Nach den Feststellungen des Senats lebte der Kläger am Tag der Antragstellung bis Juni 2010 nicht allein in seiner Wohnung, sondern gemeinsam mit seiner Mutter und seiner Tochter. Er hat sich mit einer individuellen Nutzung nur eines Teils der Wohnung und einiger kollektiven Nutzung von Gemeinschaftsräumen begnügt. Dabei spielen die Motive eines derartigen Verhaltens im Regelfall keine Rolle, da die Sozialhilfe wertneutral die Beseitigung einer Hilfelage zum Gegenstand hat. Damit sind im Regelfall familiäre Rücksichtnahmen irrelevant.

Dieser Umstand ist bei einer Einstandsgemeinschaft (bzw. einer Bedarfsgemeinschaft im Recht der Grundsicherung für Arbeitssuchende) ohne praktische Relevanz, da hiervon alle Mitglieder gleich betroffen sind.
═══
Überarbeite bitte den Abschnitt des Textauszugs, der mit den Worten „Nach den Feststellungen“ einsetzt und mit „familiäre Rücksichtnahmen irrelevant.“ schließt, und gib ihn wieder. Setze dabei „Schwester“ anstelle von „Mutter“ ein. Die nachstehenden Einträge stehen in keinem Zusammenhang mit dem Textauszug.
═══
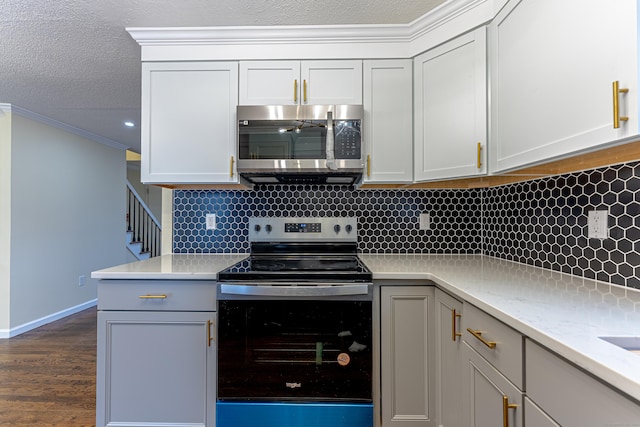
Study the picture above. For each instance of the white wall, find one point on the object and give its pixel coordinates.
(68, 218)
(5, 216)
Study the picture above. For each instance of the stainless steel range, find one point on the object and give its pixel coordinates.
(295, 328)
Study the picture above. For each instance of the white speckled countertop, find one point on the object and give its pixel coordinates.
(564, 313)
(172, 267)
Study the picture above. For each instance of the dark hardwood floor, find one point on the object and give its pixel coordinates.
(48, 375)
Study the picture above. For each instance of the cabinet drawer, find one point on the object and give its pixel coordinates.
(157, 295)
(506, 354)
(572, 397)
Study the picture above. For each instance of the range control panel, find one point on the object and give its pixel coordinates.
(303, 229)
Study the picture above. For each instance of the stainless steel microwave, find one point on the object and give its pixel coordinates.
(288, 144)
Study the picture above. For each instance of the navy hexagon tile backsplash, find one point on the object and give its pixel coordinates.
(541, 222)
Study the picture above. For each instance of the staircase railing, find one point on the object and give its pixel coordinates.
(146, 229)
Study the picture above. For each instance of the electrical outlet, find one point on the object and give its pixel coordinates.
(425, 221)
(211, 221)
(598, 224)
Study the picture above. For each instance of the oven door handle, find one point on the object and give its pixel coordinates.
(295, 291)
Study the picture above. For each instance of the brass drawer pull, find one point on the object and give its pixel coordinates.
(163, 296)
(304, 89)
(209, 337)
(454, 333)
(478, 334)
(505, 410)
(616, 105)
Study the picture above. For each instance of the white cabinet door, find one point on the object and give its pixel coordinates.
(188, 122)
(448, 360)
(406, 364)
(489, 399)
(156, 368)
(296, 82)
(387, 95)
(553, 65)
(270, 83)
(451, 109)
(331, 82)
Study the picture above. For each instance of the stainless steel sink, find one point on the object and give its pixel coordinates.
(631, 344)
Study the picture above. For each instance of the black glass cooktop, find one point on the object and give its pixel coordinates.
(343, 268)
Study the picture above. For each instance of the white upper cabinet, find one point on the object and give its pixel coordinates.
(552, 72)
(450, 98)
(388, 121)
(300, 82)
(188, 122)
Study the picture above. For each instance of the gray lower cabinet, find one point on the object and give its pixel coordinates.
(536, 417)
(492, 355)
(155, 367)
(448, 350)
(572, 397)
(406, 335)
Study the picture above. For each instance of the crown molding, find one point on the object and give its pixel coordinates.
(304, 34)
(10, 108)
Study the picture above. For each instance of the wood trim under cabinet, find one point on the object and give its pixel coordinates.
(623, 153)
(606, 157)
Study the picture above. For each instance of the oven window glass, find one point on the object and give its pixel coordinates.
(294, 350)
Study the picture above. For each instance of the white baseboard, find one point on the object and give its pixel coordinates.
(8, 333)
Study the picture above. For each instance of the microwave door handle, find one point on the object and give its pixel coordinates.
(330, 143)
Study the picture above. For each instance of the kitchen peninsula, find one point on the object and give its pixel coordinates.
(552, 311)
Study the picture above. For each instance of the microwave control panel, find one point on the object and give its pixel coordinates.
(347, 139)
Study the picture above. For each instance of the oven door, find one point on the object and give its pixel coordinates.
(295, 348)
(298, 356)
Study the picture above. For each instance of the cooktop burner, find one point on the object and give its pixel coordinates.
(300, 250)
(348, 269)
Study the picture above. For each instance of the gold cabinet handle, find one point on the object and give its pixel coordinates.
(505, 410)
(209, 337)
(616, 104)
(304, 90)
(454, 333)
(478, 334)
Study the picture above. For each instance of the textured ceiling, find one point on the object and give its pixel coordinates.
(73, 61)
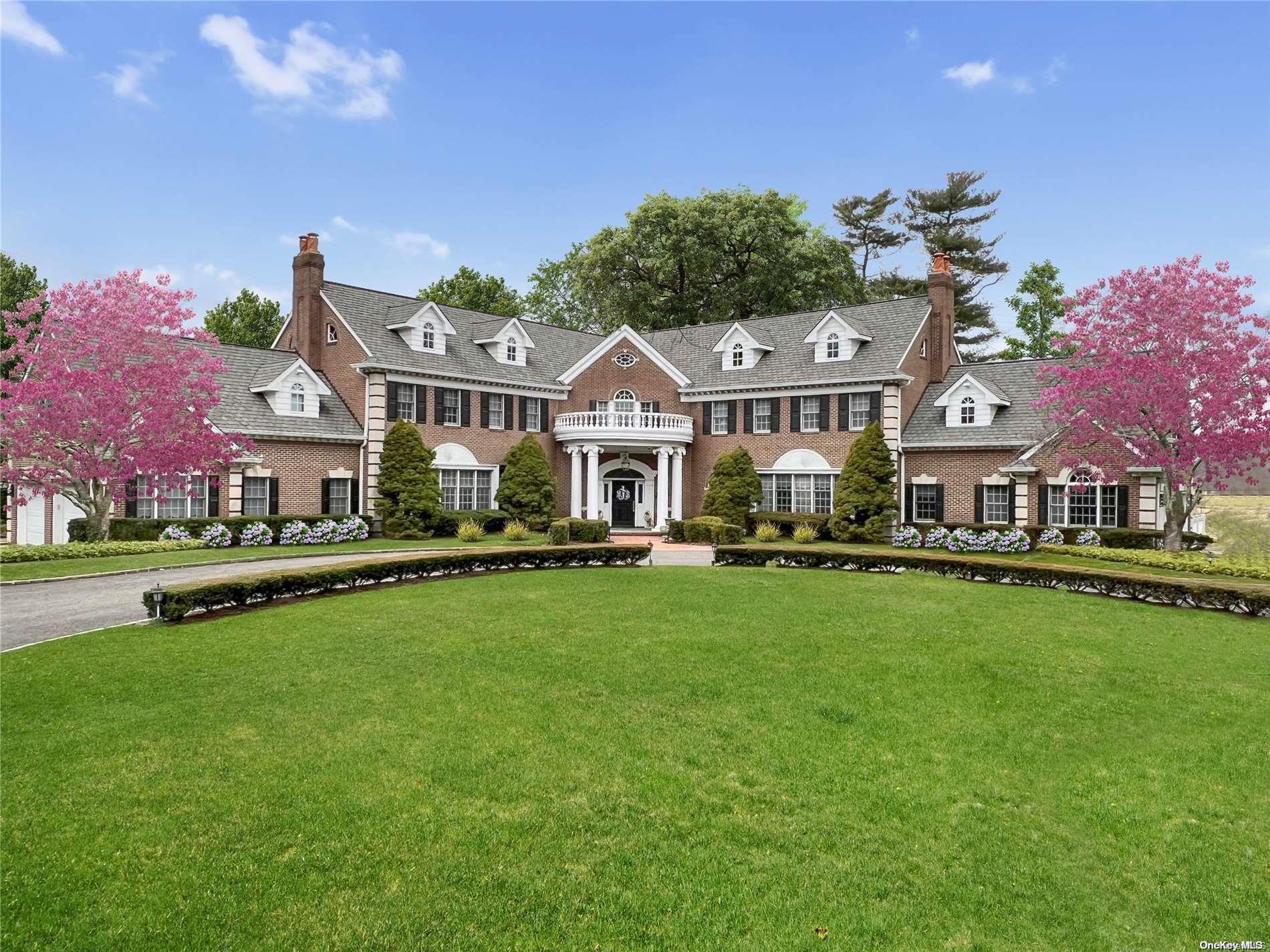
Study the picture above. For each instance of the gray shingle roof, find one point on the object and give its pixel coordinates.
(1017, 424)
(243, 412)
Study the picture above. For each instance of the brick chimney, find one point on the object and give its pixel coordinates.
(939, 289)
(307, 269)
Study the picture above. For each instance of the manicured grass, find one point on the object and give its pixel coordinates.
(65, 568)
(644, 758)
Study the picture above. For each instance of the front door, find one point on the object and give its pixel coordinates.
(624, 503)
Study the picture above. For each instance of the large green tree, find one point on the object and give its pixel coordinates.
(248, 320)
(526, 490)
(408, 484)
(864, 500)
(18, 282)
(1038, 306)
(735, 488)
(950, 220)
(715, 257)
(469, 289)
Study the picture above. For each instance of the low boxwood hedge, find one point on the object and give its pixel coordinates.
(92, 550)
(262, 588)
(1230, 596)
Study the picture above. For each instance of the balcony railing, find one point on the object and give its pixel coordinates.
(633, 423)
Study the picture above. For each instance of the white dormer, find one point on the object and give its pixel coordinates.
(835, 339)
(507, 344)
(969, 403)
(423, 330)
(292, 390)
(738, 349)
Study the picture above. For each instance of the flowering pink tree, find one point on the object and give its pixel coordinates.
(1170, 363)
(107, 389)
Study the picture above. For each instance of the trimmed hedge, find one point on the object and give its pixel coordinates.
(1229, 596)
(261, 589)
(1195, 563)
(571, 530)
(92, 550)
(1112, 538)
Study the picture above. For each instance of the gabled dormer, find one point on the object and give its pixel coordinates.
(291, 387)
(971, 403)
(739, 349)
(834, 339)
(423, 328)
(507, 342)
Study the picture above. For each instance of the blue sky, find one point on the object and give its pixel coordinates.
(201, 139)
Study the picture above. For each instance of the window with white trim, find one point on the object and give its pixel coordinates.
(858, 408)
(996, 504)
(763, 416)
(924, 502)
(718, 418)
(255, 495)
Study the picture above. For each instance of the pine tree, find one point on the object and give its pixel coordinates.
(735, 488)
(409, 488)
(948, 220)
(526, 490)
(864, 502)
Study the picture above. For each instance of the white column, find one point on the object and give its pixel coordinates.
(663, 484)
(677, 485)
(574, 482)
(592, 482)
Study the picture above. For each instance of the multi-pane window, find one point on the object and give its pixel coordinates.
(719, 418)
(406, 402)
(859, 412)
(996, 504)
(762, 417)
(924, 502)
(255, 495)
(450, 408)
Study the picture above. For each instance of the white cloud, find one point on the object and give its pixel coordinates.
(352, 84)
(972, 74)
(126, 79)
(17, 25)
(413, 241)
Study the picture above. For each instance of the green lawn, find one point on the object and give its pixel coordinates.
(644, 758)
(64, 568)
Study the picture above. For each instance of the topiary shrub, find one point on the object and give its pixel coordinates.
(864, 500)
(735, 488)
(526, 490)
(409, 486)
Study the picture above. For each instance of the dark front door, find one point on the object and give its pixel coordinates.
(624, 503)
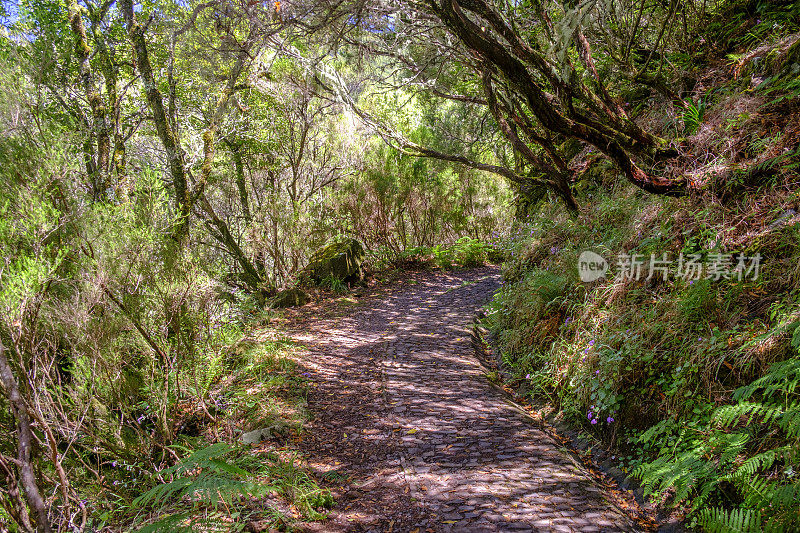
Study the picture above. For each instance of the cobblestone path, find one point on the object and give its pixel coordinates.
(406, 420)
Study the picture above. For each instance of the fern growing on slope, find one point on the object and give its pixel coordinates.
(748, 461)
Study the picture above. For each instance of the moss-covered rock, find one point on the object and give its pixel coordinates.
(294, 297)
(339, 260)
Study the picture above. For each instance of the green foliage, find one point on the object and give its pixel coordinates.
(693, 117)
(752, 446)
(204, 480)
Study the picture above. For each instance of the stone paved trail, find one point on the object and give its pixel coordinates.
(421, 440)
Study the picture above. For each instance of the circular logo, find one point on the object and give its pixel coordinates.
(591, 266)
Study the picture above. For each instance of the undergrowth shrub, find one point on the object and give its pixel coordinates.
(693, 381)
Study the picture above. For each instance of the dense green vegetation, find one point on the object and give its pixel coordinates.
(168, 168)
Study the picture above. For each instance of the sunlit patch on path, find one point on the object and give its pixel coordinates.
(406, 420)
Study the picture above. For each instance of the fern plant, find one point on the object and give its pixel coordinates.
(748, 461)
(200, 486)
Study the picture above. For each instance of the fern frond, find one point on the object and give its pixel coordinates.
(718, 520)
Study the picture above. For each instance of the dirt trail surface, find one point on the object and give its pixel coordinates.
(422, 441)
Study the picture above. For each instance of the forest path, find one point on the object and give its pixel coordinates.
(405, 421)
═══
Fertige Antwort:
Nach den Feststellungen des Senats lebte der Kläger am Tag der Antragstellung bis Juni 2010 nicht allein in seiner Wohnung, sondern gemeinsam mit seiner Schwester und seiner Tochter. Er hat sich mit einer individuellen Nutzung nur eines Teils der Wohnung und einiger kollektiven Nutzung von Gemeinschaftsräumen begnügt. Dabei spielen die Motive eines derartigen Verhaltens im Regelfall keine Rolle, da die Sozialhilfe wertneutral die Beseitigung einer Hilfelage zum Gegenstand hat. Damit sind im Regelfall familiäre Rücksichtnahmen irrelevant.